**Data for this exercise**
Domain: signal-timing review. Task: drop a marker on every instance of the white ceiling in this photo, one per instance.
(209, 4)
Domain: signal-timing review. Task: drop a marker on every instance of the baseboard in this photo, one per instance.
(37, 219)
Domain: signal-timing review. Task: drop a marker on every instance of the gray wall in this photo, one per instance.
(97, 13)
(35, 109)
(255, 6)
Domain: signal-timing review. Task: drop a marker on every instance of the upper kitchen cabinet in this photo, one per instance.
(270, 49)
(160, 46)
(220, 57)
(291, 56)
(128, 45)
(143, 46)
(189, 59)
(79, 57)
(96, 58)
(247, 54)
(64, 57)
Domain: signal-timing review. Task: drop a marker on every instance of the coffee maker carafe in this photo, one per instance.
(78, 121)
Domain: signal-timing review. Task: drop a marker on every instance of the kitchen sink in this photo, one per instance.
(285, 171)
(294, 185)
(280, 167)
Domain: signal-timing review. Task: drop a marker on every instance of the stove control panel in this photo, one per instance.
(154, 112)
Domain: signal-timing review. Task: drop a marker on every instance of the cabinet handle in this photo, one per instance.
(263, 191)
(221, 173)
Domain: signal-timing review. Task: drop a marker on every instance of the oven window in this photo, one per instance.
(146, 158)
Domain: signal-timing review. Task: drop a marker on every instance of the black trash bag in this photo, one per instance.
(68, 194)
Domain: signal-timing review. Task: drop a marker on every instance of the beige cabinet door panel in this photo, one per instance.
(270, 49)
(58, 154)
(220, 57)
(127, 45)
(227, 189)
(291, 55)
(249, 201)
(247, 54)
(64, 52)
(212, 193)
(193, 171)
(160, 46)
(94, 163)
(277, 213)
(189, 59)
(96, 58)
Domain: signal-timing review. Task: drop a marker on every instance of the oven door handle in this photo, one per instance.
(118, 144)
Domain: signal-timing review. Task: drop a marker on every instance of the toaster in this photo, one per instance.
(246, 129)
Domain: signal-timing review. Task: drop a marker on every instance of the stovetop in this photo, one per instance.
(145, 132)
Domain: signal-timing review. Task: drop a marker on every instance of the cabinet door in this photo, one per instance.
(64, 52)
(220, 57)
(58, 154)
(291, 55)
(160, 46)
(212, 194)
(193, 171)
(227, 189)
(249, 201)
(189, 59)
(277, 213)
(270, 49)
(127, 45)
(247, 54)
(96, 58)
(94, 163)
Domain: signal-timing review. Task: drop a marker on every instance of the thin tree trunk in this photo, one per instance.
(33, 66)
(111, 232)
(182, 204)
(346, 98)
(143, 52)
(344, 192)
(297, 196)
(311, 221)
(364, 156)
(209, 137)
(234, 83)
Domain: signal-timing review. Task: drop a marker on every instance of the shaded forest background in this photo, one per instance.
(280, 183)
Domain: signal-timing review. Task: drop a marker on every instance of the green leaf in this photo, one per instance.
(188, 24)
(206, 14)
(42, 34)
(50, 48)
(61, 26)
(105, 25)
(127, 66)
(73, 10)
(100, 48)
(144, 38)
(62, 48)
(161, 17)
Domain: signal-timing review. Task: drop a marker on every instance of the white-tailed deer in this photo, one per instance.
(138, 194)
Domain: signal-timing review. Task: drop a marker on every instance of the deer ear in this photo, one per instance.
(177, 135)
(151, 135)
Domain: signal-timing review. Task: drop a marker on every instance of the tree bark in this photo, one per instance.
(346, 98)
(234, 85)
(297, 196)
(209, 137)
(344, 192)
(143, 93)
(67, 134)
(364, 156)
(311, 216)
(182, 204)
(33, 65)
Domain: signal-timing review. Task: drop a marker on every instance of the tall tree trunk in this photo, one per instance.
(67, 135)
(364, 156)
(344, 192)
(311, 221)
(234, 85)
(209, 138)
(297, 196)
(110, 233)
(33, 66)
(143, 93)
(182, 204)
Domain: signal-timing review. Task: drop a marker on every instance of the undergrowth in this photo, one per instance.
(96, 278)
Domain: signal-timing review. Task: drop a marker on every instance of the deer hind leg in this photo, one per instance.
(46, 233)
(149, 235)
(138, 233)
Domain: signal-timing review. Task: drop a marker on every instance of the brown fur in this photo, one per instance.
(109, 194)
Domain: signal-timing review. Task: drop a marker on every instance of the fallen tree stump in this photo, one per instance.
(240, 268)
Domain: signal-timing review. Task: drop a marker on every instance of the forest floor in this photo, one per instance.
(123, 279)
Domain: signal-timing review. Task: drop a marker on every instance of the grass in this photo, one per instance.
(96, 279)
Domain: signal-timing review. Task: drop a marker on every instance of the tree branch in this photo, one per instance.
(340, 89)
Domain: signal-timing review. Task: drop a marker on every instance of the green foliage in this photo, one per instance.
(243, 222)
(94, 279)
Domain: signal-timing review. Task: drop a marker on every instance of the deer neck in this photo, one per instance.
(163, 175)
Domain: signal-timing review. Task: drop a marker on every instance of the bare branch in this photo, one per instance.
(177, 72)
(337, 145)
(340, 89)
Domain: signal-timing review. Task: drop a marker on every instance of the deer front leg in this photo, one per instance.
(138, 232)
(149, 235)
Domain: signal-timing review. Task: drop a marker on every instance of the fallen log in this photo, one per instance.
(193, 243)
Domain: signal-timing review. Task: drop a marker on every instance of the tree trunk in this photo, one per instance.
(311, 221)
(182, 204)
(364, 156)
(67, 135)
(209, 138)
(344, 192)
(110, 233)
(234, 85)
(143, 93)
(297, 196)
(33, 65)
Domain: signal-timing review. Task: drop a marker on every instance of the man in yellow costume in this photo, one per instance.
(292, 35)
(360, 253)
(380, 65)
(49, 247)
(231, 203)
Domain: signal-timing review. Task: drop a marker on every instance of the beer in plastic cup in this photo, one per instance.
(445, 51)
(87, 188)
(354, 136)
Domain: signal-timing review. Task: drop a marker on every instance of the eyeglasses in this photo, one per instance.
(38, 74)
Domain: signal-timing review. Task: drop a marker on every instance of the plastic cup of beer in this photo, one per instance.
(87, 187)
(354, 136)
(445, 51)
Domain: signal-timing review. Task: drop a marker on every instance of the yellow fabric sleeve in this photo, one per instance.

**Prompt**
Every entry shown earlier is to be returned exactly, line for line.

**Your solution**
Domain: signal-timing review. Task: drop a marker on every instance of the white ceiling in this photo, one per instance.
(209, 4)
Domain: signal-timing review. Task: drop a marker on every instance of the baseboard in this photo, one per instance.
(37, 219)
Domain: signal-timing review. Task: drop a marker on every instance of the gray wall in this photo, one per instance.
(97, 13)
(35, 109)
(255, 6)
Domain: signal-timing review. Task: drop a marker on every instance of the upper kitchen cabinet in this photo, one per instance.
(270, 49)
(160, 46)
(220, 57)
(291, 56)
(128, 45)
(143, 46)
(189, 59)
(79, 57)
(96, 58)
(247, 54)
(64, 57)
Domain: signal-timing review. Task: drop a marker on every instance of the coffee maker carafe in this photo, one per instance.
(78, 121)
Domain: signal-timing review. Task: drop a marker on every instance of the kitchen sink in this photo, one per instance.
(285, 171)
(294, 185)
(280, 167)
Domain: signal-timing review. Task: drop a marker on every instance of the stove control panel in this photo, one per instance.
(154, 112)
Domain: signal-timing review. Task: drop a marker on every instance of the cabinet handle in this photo, one per instance.
(263, 191)
(221, 173)
Domain: signal-timing review. Task: drop a marker on every instance of the oven window in this photo, one per instance.
(146, 158)
Domain: signal-timing review. Task: drop a marker on every instance of the black trash bag in this photo, one per instance.
(68, 194)
Domain: signal-timing review. Task: drop a marker on every instance of the beige cabinet door panel in this photo, one per instance.
(270, 49)
(58, 154)
(220, 57)
(127, 45)
(227, 189)
(291, 55)
(249, 201)
(247, 54)
(64, 52)
(212, 193)
(193, 171)
(160, 46)
(94, 163)
(277, 213)
(189, 59)
(96, 58)
Domain: signal-timing review. Task: drop a marker on every instance of the oven door handle in this photo, one per instance.
(118, 144)
Domain: signal-timing review. Task: drop a marker on every instance of the toaster in this photo, one per instance.
(246, 129)
Domain: signal-timing review. Task: drop a marker on every instance of the stovetop in this photo, one per instance.
(145, 132)
Domain: signal-timing review. Task: drop a marker on every instance of the cabinet door in this photo, one per instance.
(64, 52)
(220, 57)
(58, 154)
(291, 55)
(160, 46)
(212, 194)
(193, 171)
(227, 189)
(249, 201)
(189, 59)
(277, 213)
(270, 49)
(127, 45)
(247, 54)
(96, 58)
(94, 163)
Domain: signal-timing review. Task: drop a marker on every instance of the thin tree trunk in this photo, one per instance.
(33, 66)
(111, 232)
(182, 204)
(346, 98)
(143, 52)
(344, 192)
(297, 196)
(311, 221)
(364, 156)
(209, 137)
(234, 83)
Domain: signal-timing review. Task: drop a marker on every instance of the shaded forest background in this photo, one per instance.
(280, 183)
Domain: signal-timing review. Task: drop a marker on every instance of the green leaf in this photo, one per instance.
(188, 24)
(206, 14)
(42, 34)
(50, 48)
(61, 26)
(105, 25)
(127, 66)
(73, 10)
(100, 48)
(144, 38)
(62, 48)
(161, 17)
Domain: signal-timing review. Task: drop a marker on every instance of the white-tailed deer in this photo, one per instance.
(138, 194)
Domain: signal-timing review. Task: drop a marker on every instance of the deer ear in this photo, one per instance.
(177, 135)
(151, 135)
Domain: signal-timing review. Task: drop a marker on every instance of the tree bark in this photo, one per instance.
(346, 98)
(234, 85)
(297, 196)
(209, 137)
(344, 192)
(143, 93)
(67, 134)
(364, 156)
(311, 216)
(182, 204)
(33, 65)
Domain: signal-timing review. Task: drop a marker on every instance of the tall tree trunk in this photo, one per instance.
(67, 135)
(364, 156)
(344, 192)
(311, 221)
(234, 85)
(209, 138)
(297, 196)
(110, 233)
(33, 66)
(143, 93)
(182, 204)
Domain: signal-timing review. Task: drop a marker on every instance of the undergrowth in this photo, one per instance.
(96, 278)
Domain: signal-timing review. Task: drop a marker on every instance of the deer hind leg in this photo, one per instance.
(46, 233)
(149, 235)
(138, 233)
Domain: signal-timing review. Task: drop a marker on every instance of the brown fur in this photo, one per instance.
(109, 194)
Domain: signal-timing review. Task: drop a marker on every instance of the fallen tree stump in this photo, one per instance.
(240, 268)
Domain: signal-timing review. Task: drop a marker on every instance of the forest floor in this photo, one per instance.
(123, 279)
Domain: signal-timing review. Task: drop a marker on every instance of the grass in this photo, one per instance.
(96, 279)
Domain: signal-timing review. Task: drop a marker on every instance of the tree branch in this photo, one per instance.
(340, 89)
Domain: signal-timing review. Task: drop a marker on every instance of the green foliage in this photo, one per instance.
(243, 222)
(94, 279)
Domain: signal-timing review. Task: drop a marker on every instance of the deer neck in this photo, one per instance.
(163, 175)
Domain: signal-timing review. Task: drop a marker on every instance of the bare branch in this photo, one per instance.
(177, 72)
(337, 145)
(340, 89)
Domain: signal-timing review. Task: drop a marker on every instance of the deer front leg in this photo, one per instance.
(138, 232)
(149, 235)
Domain: signal-timing review. Task: drop a marker on every instance of the fallen log in this photo, one per instance.
(193, 243)
Domain: signal-timing review. Task: drop a marker on every instance of the tree trunk in this photo, one per instance.
(311, 221)
(182, 204)
(364, 156)
(67, 135)
(209, 138)
(344, 192)
(110, 233)
(234, 85)
(143, 93)
(297, 196)
(33, 65)
Domain: signal-timing review. Task: drop a marker on every instance of the man in yellow costume in this photo, one per instance.
(292, 35)
(360, 253)
(380, 65)
(49, 247)
(231, 203)
Domain: signal-timing review. Task: drop a marker on every instance of the beer in plastic cup in this photo, one per instance.
(445, 51)
(87, 188)
(354, 136)
Domain: signal-timing review. Task: drop a marker on every instance of the eyeglasses in this photo, one per instance.
(38, 74)
Domain: signal-timing review. Task: drop a marker on every instance of the plastic cup of beer in this photo, one per instance.
(87, 187)
(354, 136)
(445, 51)
Domain: signal-timing review. Task: drop a marker on every instance of the yellow fabric sleeve in this photo, one per instance.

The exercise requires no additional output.